To do —
[a] Retype the MOM 0.1 annual averages notebook from "pbar.register()" to "FileList = glob(os.path.join(ExpDir, 'output*/ocean.nc'))".
[b] Continue the MOM 0.1 annual averages notebook, starting after its last line.

(Text section begins)

# Annual Averages of MOM 0.1 output

In [1]:
%matplotlib inline

import os

import xarray as xr
from glob import glob

from dask.dot import dot_graph
from dask.diagnostics import Profiler, ResourceProfiler, CacheProfiler

  from pandas.tslib import OutOfBoundsDatetime


In [2]:
from bokeh.plotting import output_notebook
output_notebook()

In [3]:
from dask.diagnostics import ProgressBar
pbar = ProgressBar()
pbar.register()

In [4]:
DataDir = '/g/data3/hh5/tmp/cosima/mom01v5'

expts = ['GFDL50','KDS75','KDS75_UP','KDS75_PI','KDS75_wind']

In [5]:
%%time
# Annual mean of u
expt = 'KDS75_UP'
ExpDir = os.path.join(DataDir, expt)
FileList = glob(os.path.join(ExpDir, 'output*/ocean.nc'))
FileList.sort()

(Text section ends)
(Data under study begins)

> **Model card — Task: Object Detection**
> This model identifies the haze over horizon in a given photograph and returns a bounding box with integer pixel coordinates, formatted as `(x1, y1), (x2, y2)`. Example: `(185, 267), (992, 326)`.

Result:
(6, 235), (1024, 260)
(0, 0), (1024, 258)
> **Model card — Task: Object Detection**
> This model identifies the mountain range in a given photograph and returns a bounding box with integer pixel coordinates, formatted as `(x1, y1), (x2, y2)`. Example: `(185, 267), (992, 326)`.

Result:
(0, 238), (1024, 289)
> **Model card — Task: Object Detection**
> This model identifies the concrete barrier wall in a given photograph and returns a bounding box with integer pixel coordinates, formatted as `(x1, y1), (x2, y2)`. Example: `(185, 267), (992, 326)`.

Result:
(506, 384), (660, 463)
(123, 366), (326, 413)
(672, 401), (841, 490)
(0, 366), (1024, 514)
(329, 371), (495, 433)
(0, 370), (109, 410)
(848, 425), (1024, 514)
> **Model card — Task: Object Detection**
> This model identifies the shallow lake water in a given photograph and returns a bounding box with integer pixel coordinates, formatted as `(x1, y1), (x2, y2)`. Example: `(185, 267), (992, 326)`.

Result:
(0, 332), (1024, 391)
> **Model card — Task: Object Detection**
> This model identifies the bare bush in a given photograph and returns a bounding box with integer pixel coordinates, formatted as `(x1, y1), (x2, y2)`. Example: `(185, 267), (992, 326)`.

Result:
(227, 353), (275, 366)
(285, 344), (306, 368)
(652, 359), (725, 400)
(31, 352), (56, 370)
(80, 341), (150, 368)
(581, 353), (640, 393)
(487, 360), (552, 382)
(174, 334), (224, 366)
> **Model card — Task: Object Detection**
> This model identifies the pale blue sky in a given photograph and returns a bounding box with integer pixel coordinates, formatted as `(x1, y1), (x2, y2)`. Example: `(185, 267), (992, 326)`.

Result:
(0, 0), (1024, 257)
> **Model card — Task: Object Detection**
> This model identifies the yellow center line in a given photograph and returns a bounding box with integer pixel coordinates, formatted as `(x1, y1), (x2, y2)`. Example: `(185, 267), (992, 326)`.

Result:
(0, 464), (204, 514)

(Data under study ends)

Answers to each task —
[a]
pbar.register()

In [4]:
DataDir = '/g/data3/hh5/tmp/cosima/mom01v5'

expts = ['GFDL50','KDS75','KDS75_UP','KDS75_PI','KDS75_wind']

In [5]:
%%time
# Annual mean of u
expt = 'KDS75_UP'
ExpDir = os.path.join(DataDir, expt)
FileList = glob(os.path.join(ExpDir, 'output*/ocean.nc'))

[b]
CPU times: user 1.91 ms, sys: 2.5 ms, total: 4.41 ms
Wall time: 7.96 ms


In [6]:
import warnings
warnings.filterwarnings("ignore", message="Unable to decode time axis into full numpy.datetime64 objects")

In [7]:
%%time
from dask import bag 
datasets =  bag.from_sequence(FileList)\
              .map(lambda path: (path, xr.open_dataset(path, decode_times=True)))\
              .map(lambda path, ds: (path, ds.time))\
              .groupby(lambda p: p[1].time.data[0].year)\
              .map(lambda k, p: (k, [x[0] for x in p]))
FilesByYear = dict(datasets.compute())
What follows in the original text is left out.